→ **Short problem**: Rewrite everything from the line containing "white water foam" down to the line containing "0,0 -> 472,265", replacing "boulder" with "large rock" and changing nothing else.

→ **Stored records**:
::::::::

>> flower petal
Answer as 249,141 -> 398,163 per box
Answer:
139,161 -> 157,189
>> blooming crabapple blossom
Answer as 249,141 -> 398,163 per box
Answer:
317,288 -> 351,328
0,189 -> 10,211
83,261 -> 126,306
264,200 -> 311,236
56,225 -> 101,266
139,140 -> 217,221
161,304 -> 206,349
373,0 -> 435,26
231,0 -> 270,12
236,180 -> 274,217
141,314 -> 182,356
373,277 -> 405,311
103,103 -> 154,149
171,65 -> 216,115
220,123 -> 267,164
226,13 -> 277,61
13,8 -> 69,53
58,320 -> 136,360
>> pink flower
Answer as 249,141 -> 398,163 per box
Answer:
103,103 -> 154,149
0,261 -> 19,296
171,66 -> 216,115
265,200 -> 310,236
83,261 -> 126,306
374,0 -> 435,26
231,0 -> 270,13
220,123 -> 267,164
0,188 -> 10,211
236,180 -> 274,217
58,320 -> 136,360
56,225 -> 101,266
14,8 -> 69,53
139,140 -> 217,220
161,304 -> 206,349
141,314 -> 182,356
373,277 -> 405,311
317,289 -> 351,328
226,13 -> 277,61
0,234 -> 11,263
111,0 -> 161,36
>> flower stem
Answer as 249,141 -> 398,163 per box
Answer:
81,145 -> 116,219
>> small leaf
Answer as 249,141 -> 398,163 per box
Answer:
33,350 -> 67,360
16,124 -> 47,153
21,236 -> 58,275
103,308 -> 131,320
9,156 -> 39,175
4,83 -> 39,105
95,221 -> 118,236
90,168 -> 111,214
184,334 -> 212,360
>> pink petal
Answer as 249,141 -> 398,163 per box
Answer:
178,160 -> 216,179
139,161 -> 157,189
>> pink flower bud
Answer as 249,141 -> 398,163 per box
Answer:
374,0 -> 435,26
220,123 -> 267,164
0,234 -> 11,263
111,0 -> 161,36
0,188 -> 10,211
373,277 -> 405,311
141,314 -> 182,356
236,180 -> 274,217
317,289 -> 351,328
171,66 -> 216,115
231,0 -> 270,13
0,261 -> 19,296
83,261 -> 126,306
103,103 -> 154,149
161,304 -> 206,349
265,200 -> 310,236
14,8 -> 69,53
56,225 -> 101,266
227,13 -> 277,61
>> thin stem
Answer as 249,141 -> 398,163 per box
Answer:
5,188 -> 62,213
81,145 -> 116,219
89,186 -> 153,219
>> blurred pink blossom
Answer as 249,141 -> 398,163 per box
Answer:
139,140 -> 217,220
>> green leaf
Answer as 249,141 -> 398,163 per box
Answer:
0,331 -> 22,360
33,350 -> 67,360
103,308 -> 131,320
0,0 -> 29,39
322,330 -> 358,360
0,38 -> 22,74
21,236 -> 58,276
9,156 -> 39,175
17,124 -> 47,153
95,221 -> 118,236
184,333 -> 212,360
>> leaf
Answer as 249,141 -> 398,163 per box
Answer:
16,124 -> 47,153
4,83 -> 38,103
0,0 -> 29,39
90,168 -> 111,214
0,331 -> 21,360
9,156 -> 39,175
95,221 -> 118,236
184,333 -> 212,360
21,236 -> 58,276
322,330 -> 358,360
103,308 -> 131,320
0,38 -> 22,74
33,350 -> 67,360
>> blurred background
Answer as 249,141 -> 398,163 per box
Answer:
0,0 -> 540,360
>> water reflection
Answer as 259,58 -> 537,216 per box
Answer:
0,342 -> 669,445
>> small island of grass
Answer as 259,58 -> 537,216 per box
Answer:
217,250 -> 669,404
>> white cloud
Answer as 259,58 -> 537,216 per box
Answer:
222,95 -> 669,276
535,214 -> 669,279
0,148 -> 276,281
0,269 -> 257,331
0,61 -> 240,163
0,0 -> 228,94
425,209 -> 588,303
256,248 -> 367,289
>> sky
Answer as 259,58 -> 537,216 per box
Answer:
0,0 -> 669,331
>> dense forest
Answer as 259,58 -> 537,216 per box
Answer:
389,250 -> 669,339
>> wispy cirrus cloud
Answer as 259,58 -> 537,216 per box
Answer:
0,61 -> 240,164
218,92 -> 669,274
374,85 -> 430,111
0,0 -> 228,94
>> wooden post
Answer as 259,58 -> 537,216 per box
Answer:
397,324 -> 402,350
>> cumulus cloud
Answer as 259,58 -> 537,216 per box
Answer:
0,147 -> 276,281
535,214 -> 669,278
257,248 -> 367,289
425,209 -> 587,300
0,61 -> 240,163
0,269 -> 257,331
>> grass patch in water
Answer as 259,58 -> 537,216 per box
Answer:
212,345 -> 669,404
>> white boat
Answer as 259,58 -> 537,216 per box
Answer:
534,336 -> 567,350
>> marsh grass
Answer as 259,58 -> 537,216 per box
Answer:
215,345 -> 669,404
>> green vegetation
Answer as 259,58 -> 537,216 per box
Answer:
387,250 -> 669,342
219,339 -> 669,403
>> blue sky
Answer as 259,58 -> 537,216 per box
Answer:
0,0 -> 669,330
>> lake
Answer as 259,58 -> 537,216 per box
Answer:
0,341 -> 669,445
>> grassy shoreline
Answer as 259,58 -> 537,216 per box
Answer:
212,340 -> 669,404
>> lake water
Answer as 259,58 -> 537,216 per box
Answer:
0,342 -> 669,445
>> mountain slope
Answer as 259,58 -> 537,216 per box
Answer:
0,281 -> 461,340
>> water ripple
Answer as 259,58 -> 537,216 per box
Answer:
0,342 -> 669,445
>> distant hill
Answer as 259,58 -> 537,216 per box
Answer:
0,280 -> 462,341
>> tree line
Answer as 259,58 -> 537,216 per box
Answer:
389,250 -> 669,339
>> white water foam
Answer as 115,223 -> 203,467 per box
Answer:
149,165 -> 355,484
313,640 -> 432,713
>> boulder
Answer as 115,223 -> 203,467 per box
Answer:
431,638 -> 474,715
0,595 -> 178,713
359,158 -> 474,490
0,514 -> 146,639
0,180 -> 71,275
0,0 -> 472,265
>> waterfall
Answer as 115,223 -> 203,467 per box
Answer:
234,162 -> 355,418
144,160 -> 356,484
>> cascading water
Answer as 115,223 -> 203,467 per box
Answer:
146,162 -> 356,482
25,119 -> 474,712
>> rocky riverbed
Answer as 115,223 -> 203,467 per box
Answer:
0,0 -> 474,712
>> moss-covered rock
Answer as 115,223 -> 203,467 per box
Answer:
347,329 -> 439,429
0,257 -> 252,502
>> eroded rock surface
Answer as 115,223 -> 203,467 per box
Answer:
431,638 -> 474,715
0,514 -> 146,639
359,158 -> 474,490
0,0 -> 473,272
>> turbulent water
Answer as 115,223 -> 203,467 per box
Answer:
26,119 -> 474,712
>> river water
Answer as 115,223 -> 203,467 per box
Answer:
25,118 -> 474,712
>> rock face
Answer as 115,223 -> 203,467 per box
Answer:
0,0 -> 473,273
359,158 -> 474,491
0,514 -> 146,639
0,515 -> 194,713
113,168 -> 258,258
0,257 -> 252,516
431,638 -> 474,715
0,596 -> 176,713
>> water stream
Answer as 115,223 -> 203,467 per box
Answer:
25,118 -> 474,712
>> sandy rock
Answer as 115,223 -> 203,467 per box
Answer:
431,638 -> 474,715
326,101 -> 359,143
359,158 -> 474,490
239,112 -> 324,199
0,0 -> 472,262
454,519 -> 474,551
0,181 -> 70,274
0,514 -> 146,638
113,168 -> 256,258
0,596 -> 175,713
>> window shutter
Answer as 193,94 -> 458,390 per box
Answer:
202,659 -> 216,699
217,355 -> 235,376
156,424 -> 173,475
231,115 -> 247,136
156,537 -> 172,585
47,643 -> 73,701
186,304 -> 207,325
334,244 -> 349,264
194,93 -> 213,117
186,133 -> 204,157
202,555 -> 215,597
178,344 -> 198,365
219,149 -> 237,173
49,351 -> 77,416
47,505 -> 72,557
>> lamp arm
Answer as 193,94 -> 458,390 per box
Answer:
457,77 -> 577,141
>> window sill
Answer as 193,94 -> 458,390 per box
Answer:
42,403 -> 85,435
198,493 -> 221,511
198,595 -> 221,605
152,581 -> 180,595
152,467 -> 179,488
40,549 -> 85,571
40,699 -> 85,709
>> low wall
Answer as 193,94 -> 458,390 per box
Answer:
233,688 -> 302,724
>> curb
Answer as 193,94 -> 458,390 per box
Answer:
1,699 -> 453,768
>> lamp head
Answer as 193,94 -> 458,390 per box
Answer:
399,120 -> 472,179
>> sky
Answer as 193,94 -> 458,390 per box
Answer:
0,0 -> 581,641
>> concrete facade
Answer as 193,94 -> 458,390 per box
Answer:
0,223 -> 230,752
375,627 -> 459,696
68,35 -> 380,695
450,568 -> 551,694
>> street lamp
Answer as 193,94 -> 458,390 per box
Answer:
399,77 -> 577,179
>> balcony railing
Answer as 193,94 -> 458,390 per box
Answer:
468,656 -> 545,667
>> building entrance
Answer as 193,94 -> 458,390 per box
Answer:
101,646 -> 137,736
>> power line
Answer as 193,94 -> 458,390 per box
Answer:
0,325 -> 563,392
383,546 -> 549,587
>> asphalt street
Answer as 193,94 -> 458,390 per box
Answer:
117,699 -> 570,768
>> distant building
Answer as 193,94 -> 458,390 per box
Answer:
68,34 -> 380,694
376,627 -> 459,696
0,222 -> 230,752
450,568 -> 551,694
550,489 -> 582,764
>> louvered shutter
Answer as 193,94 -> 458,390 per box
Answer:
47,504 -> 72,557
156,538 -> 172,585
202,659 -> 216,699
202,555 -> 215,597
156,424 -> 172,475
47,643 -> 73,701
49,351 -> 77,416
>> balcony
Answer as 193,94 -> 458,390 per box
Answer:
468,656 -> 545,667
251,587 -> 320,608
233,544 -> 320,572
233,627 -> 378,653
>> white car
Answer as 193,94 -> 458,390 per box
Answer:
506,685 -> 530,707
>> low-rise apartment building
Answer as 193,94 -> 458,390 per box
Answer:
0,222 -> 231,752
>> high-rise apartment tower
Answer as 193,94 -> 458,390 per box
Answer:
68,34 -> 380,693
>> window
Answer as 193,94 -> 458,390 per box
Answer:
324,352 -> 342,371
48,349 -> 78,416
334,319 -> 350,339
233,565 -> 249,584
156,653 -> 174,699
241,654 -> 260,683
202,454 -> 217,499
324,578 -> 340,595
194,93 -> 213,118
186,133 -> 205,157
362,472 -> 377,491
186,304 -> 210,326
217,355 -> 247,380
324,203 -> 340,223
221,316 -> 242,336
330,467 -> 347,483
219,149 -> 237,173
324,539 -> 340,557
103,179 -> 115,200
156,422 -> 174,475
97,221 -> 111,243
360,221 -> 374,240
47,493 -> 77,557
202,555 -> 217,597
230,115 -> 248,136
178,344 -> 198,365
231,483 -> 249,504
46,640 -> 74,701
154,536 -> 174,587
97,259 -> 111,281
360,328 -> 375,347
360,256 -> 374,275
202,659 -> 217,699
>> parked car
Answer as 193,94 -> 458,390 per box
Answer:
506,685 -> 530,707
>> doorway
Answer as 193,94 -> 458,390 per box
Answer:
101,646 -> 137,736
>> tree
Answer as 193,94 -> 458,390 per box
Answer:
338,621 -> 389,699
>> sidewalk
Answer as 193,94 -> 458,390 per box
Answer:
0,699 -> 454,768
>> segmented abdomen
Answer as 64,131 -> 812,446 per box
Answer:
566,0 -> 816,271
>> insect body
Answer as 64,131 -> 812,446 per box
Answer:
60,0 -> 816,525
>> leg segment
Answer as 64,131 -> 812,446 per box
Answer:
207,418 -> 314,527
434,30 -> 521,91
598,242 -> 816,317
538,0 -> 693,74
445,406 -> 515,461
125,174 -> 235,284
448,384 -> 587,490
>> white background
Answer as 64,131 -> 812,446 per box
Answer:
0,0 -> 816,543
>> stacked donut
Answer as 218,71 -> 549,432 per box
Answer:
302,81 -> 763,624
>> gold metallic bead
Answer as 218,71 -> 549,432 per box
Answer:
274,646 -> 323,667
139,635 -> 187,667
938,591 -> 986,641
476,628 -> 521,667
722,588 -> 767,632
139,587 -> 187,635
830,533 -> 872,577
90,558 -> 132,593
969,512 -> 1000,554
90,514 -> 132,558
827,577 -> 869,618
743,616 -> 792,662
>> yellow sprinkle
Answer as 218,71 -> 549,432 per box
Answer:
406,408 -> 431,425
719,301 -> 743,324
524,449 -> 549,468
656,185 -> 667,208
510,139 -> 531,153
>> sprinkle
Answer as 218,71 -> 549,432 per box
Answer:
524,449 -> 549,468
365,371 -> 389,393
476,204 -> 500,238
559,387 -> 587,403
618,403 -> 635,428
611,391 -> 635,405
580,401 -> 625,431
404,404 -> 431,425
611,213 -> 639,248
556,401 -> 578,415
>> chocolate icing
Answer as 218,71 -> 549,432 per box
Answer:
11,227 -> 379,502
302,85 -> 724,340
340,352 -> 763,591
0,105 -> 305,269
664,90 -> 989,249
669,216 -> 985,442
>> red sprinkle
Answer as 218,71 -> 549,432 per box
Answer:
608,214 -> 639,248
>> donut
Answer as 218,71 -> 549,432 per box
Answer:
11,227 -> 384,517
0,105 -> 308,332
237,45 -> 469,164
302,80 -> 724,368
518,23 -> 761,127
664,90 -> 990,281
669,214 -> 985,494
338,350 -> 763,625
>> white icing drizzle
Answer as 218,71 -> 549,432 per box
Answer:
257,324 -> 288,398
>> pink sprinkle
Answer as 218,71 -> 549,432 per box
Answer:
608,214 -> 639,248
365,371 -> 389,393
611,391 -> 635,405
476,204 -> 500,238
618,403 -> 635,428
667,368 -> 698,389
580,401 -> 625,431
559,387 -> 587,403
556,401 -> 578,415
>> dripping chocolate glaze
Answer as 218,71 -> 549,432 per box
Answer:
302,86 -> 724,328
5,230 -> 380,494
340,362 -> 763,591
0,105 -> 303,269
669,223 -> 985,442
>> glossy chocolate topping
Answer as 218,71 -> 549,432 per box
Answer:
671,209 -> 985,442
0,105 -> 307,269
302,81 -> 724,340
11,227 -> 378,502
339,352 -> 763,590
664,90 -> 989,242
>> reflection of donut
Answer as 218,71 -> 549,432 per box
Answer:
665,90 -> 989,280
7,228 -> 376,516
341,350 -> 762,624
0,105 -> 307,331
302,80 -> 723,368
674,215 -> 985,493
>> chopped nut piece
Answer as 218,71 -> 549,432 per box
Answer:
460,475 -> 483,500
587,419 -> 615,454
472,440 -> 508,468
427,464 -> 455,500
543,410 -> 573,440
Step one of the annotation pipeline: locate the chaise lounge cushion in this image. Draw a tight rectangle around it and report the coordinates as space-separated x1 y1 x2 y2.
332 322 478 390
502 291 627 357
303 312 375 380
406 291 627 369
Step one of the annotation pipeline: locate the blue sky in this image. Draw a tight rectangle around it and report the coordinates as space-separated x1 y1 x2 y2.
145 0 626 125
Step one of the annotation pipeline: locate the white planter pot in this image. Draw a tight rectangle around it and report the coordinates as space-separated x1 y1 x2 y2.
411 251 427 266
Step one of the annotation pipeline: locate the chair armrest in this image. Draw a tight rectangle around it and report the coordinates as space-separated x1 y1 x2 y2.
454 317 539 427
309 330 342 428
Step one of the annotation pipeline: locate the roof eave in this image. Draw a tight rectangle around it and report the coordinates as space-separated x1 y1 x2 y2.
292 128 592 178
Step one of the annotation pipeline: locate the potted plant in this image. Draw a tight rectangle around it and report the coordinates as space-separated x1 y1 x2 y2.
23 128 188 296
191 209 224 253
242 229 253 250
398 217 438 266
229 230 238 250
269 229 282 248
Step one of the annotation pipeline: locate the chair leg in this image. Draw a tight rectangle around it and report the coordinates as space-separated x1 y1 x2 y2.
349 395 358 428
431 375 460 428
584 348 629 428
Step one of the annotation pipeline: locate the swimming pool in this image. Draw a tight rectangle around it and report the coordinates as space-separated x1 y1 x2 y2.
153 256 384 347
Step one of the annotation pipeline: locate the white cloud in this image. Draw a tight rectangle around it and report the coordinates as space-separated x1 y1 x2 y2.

::::::::

→ **Problem solution**:
>> white water foam
Answer as 115,223 -> 203,467 per box
Answer:
149,165 -> 355,484
313,640 -> 432,713
>> large rock
Answer as 115,223 -> 203,467 per box
Answer:
431,638 -> 474,715
0,595 -> 178,713
359,158 -> 474,490
0,514 -> 146,639
0,180 -> 71,275
0,0 -> 472,265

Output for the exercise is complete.